— Stored records —

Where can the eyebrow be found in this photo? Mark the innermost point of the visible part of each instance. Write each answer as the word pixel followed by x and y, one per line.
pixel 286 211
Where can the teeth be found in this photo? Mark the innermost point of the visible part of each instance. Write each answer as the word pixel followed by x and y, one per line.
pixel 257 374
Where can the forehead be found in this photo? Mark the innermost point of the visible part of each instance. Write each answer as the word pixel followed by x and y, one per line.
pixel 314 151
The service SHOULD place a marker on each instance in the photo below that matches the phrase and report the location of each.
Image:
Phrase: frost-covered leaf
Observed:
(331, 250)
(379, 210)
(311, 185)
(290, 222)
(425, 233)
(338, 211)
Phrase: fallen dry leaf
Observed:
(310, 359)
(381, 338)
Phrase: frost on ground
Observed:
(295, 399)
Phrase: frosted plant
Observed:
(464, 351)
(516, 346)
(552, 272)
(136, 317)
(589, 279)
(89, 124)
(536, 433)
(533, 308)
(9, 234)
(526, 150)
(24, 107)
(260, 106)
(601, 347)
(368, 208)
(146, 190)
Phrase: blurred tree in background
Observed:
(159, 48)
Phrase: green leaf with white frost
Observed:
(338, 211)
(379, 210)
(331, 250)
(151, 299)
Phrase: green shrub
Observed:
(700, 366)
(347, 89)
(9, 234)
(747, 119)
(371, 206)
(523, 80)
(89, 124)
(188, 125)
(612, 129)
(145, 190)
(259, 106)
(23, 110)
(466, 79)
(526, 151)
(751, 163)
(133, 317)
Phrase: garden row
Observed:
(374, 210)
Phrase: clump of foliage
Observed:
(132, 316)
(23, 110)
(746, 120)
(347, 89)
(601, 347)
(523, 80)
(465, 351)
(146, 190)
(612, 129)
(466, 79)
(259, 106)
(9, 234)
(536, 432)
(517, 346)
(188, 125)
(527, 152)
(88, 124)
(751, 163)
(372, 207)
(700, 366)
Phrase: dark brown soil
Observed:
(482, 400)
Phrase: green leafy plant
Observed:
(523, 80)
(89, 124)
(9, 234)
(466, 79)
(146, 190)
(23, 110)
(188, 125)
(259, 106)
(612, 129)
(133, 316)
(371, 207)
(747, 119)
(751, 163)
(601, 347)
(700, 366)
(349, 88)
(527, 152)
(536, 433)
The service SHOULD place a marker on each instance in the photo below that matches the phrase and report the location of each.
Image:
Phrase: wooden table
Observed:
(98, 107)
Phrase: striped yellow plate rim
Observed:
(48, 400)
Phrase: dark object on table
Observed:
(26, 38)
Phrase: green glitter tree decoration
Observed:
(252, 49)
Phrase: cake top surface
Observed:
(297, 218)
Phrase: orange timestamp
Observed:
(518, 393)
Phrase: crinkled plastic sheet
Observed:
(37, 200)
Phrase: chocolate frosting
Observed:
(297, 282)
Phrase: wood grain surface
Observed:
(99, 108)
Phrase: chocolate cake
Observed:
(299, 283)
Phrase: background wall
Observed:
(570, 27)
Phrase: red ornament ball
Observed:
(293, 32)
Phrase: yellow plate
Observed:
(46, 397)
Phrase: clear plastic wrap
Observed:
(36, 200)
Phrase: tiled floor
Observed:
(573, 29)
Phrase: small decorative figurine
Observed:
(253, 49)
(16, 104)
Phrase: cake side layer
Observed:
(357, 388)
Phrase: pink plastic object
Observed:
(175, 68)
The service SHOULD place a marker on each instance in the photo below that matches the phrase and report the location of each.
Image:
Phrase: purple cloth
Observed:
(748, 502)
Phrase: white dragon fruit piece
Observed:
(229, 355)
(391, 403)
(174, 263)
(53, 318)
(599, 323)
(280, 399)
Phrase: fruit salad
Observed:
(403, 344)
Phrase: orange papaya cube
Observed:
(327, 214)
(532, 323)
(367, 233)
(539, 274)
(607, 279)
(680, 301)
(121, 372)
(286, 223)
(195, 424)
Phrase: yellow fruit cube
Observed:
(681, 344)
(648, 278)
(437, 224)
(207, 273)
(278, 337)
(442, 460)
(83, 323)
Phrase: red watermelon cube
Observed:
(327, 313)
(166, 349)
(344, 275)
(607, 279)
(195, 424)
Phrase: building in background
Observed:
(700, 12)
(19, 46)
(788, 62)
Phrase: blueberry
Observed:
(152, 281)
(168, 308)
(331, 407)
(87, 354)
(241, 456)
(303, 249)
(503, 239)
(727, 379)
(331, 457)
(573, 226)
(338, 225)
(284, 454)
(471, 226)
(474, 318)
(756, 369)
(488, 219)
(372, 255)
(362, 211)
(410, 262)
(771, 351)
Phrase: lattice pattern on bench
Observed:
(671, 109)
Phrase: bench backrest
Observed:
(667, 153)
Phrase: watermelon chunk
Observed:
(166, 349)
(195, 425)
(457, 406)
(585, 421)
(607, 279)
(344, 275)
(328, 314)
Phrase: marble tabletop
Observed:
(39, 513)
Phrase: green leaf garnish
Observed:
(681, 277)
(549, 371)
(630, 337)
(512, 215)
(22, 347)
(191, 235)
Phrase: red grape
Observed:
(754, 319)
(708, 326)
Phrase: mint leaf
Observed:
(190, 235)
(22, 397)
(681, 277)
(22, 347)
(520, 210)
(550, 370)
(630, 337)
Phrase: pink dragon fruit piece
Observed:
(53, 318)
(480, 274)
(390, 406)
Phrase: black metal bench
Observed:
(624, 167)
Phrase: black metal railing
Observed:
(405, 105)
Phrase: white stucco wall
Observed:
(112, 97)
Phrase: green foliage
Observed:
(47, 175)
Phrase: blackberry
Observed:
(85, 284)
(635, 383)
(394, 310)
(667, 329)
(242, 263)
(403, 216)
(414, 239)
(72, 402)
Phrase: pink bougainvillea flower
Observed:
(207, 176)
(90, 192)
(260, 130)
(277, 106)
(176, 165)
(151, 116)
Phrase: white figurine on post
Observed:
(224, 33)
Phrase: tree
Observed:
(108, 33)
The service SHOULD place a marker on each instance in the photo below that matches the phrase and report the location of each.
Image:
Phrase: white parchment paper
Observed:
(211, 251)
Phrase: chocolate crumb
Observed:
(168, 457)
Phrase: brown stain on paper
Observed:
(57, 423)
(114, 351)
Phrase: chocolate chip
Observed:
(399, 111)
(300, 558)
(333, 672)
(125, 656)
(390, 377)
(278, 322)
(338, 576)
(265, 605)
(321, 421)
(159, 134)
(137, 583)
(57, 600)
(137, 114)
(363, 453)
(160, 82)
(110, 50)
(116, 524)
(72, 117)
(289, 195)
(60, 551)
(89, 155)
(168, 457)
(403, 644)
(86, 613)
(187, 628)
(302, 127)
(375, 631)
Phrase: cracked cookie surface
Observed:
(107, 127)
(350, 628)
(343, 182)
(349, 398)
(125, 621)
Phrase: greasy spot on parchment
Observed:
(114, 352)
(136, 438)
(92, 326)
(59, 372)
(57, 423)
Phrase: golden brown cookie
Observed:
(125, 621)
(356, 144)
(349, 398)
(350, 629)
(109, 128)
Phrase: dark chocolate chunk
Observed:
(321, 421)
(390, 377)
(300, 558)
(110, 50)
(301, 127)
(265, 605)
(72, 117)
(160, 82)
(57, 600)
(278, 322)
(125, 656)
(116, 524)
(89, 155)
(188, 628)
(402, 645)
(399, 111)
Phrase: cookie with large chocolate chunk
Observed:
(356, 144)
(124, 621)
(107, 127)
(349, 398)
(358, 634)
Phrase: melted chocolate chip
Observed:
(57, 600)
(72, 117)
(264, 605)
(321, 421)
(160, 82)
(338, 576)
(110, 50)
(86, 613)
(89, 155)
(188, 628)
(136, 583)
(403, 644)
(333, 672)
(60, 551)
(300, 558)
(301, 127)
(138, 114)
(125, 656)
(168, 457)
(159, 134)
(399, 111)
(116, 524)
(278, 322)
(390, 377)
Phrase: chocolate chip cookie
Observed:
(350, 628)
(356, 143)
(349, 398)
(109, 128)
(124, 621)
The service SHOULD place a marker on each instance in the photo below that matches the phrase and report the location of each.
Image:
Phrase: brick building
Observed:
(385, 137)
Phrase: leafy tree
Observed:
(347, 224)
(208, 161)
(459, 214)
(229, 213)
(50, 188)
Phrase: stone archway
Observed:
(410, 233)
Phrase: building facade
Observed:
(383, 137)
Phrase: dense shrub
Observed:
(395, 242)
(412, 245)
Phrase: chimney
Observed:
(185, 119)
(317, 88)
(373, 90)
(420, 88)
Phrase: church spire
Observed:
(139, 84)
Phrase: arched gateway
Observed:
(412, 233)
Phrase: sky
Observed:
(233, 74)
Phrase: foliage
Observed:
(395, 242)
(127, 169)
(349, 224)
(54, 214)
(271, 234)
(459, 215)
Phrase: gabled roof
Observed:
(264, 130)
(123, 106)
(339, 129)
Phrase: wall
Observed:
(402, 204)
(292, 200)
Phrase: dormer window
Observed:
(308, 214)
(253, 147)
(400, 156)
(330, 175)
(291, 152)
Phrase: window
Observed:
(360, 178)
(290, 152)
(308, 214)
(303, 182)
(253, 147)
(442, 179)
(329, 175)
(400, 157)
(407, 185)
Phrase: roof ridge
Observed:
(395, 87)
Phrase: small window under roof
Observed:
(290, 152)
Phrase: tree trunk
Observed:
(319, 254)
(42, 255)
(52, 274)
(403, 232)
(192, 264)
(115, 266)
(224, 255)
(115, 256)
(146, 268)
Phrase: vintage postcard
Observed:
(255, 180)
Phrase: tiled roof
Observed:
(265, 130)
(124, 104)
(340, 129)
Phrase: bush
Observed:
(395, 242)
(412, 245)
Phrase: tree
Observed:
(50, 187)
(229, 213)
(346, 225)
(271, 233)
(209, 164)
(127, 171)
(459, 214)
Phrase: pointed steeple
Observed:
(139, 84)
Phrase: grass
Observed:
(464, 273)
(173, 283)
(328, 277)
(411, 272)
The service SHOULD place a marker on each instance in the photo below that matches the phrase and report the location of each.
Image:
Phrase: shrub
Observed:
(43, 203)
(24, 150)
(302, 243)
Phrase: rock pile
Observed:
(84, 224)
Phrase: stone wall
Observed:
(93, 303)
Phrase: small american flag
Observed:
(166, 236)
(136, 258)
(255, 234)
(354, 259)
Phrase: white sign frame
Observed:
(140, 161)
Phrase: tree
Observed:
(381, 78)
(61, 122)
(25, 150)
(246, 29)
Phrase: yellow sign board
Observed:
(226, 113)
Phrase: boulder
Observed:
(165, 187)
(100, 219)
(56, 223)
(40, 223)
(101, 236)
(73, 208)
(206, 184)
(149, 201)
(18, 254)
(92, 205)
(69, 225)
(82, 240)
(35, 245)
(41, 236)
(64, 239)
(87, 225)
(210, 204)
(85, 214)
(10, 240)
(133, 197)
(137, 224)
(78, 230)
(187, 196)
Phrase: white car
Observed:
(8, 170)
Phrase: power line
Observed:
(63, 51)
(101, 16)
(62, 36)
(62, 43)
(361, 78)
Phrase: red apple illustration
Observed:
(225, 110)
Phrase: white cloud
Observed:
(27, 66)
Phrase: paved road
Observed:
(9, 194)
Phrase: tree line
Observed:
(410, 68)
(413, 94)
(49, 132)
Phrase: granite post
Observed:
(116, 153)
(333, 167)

— Task directions —
Output everything from the line containing "Phrase: white sign frame" down to the last line of the items above as a Markdown table with the columns Row and Entry, numbering each line and leaving out blank lines.

— The answer —
| Row | Entry |
|---|---|
| 1 | Phrase: white sign frame |
| 2 | Observed: |
| 3 | (140, 161) |
| 4 | Phrase: tree |
| 5 | Observed: |
| 6 | (381, 78) |
| 7 | (61, 122) |
| 8 | (25, 150) |
| 9 | (246, 29) |
| 10 | Phrase: yellow sign board |
| 11 | Observed: |
| 12 | (226, 113) |
| 13 | Phrase: boulder |
| 14 | Observed: |
| 15 | (165, 187) |
| 16 | (100, 219) |
| 17 | (56, 223) |
| 18 | (40, 223) |
| 19 | (101, 236) |
| 20 | (73, 208) |
| 21 | (206, 184) |
| 22 | (149, 201) |
| 23 | (18, 254) |
| 24 | (92, 205) |
| 25 | (69, 225) |
| 26 | (82, 240) |
| 27 | (35, 245) |
| 28 | (41, 236) |
| 29 | (64, 239) |
| 30 | (87, 225) |
| 31 | (210, 204) |
| 32 | (85, 214) |
| 33 | (10, 240) |
| 34 | (133, 197) |
| 35 | (137, 224) |
| 36 | (78, 230) |
| 37 | (187, 196) |
| 38 | Phrase: white car |
| 39 | Observed: |
| 40 | (8, 170) |
| 41 | Phrase: power line |
| 42 | Observed: |
| 43 | (63, 51) |
| 44 | (101, 16) |
| 45 | (62, 36) |
| 46 | (62, 43) |
| 47 | (361, 78) |
| 48 | Phrase: red apple illustration |
| 49 | Observed: |
| 50 | (225, 110) |
| 51 | Phrase: white cloud |
| 52 | Observed: |
| 53 | (27, 66) |
| 54 | Phrase: paved road |
| 55 | Observed: |
| 56 | (9, 194) |
| 57 | Phrase: tree line |
| 58 | Observed: |
| 59 | (410, 68) |
| 60 | (413, 94) |
| 61 | (49, 132) |
| 62 | Phrase: granite post |
| 63 | Observed: |
| 64 | (116, 153) |
| 65 | (333, 167) |